Consignes de l'exercice: Recopiez à l'identique, dans le texte ci-dessous sur les frais d'études et les manifestations étudiantes, tout ce qui va de « Selon le Frankfurter » jusqu'à « du financement privé. ».

Ceci ne pourrait être le cas que pendant une courte durée, dit-il. A long
terme, en raison des difficultés budgétaires des Länder, le financement public
serait obligatoirement réduit.
Selon le Frankfurter
Zeitung, des exemples en provenance d’autres pays, montrent certes, qu’à
court terme, l’introduction de frais d’études pourrait améliorer la situation
financière des universités, à long terme cependant, elle occasionne un
véritable changement de paradigme, délaissant le financement public en faveur
du financement privé.
Bien que les
milieux politiques affirment qu’une bonne éducation est la clé de tout
développement futur, les chiffres de l’Institut national de la Statistique
montrent que le financement public de l’éducation n’a cessé de baisser depuis
2002.
Dans la nuit du 22
juin, la police de Hesse a monté une provocation massive contre les
manifestations étudiantes. Au début des manifestations elle avait fait preuve
d’une certaine retenue. Avec le démarrage de la Coupe du monde de football elle
chercha à intimider de plus en plus le mouvement de protestation. Le président
de la police de Francfort menaça ouvertement de traiter les manifestants comme
des criminels.
Après que des
manifestations eurent lieu à nouveau après le 21 juin, deux escadrons de police
dispersèrent violemment une fête de la solidarité qui avait lieu dans la Maison
des étudiants sur le campus de l’université de Francfort. Ils interpellèrent 47
personnes, y compris le concierge de la Maison des étudiants, leur passant des
menottes en plastique, les retenant au poste de police pendant dix heures et en
prélevant leurs empreintes digitales.
Le prétexte avancé
par la police était que deux vitres d’une librairie et d’une agence de voyages
avaient été brisées dans le voisinage et qu’elle devait procéder à un contrôle
d’identité des participants à la fête.
La police accorda
tout d’abord au président de l’association nationale des étudiants allemands,
Amin Benaissa, qui fut immédiatement alerté, un ultimatum de cinq minutes pour
arrêter la fête. Alors que les pourparlers étaient encore en cours, la police
donna l’ordre d’évacuer les lieux. Elle n’était nullement intéressée à une
solution négociée déclara Benaissa. Il qualifia l’intervention de la police
d’« attaque délibérée contre le mouvement » et de
« provocation ». De nombreux étudiants partagent cet avis.

Lignes enregistrées:

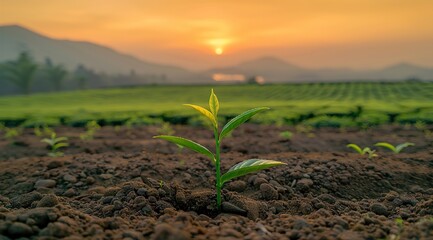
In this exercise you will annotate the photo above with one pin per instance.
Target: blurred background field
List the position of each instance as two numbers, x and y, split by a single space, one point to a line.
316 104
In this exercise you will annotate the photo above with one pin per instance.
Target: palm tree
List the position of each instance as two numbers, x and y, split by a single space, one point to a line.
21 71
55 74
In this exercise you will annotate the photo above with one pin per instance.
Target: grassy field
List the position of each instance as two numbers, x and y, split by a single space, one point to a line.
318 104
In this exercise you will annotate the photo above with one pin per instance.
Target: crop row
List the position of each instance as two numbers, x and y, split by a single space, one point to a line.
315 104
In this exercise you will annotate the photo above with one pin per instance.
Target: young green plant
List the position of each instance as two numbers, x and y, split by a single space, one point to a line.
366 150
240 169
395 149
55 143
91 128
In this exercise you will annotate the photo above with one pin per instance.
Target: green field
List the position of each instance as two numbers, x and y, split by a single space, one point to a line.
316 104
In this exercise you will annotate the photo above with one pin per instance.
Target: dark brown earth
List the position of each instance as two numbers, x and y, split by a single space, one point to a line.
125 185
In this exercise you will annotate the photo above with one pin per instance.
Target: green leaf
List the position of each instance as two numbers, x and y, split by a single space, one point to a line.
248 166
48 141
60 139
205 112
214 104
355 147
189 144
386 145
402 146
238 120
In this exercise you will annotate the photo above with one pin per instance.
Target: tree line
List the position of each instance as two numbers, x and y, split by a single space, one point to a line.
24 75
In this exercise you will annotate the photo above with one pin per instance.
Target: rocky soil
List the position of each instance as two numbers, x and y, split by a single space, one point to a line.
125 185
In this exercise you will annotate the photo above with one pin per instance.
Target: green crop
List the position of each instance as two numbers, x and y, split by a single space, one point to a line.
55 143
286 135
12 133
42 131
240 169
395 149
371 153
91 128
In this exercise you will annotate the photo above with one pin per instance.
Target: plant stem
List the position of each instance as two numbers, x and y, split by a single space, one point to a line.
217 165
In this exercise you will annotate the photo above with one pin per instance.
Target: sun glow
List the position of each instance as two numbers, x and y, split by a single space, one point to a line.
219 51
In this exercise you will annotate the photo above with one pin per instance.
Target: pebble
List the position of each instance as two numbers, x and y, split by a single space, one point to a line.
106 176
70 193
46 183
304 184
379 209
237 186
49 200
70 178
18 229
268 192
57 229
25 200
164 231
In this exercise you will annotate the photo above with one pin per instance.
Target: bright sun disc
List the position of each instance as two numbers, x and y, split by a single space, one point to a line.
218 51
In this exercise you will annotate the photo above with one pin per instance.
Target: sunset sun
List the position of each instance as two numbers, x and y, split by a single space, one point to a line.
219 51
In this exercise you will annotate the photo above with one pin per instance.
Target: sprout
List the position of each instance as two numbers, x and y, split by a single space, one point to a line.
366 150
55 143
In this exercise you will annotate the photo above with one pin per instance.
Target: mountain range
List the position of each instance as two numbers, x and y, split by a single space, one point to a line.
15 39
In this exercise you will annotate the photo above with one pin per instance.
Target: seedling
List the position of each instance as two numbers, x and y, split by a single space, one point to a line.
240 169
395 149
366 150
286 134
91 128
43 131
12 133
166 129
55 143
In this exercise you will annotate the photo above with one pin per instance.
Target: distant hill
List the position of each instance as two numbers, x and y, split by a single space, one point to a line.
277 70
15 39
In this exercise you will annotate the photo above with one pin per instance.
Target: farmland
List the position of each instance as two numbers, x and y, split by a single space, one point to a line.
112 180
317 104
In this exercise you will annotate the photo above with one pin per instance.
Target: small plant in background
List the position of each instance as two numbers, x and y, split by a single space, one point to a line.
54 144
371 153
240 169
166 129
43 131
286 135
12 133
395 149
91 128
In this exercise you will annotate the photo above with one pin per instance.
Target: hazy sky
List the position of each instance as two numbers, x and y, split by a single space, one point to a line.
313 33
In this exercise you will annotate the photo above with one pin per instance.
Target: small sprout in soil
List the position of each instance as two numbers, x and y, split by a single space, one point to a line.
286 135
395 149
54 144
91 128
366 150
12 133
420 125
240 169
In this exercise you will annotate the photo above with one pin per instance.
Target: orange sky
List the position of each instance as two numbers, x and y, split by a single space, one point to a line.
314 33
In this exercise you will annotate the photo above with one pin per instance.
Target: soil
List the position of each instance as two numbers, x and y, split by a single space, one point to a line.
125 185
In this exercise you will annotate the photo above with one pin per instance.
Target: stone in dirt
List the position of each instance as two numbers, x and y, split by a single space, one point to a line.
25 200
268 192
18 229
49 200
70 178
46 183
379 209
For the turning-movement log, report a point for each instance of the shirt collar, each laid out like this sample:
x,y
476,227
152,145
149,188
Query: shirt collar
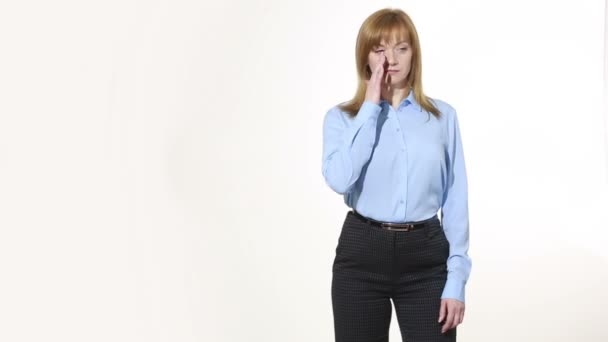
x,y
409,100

Réponse complète:
Selon le Frankfurter
Zeitung, des exemples en provenance d’autres pays, montrent certes, qu’à
court terme, l’introduction de frais d’études pourrait améliorer la situation
financière des universités, à long terme cependant, elle occasionne un
véritable changement de paradigme, délaissant le financement public en faveur
du financement privé.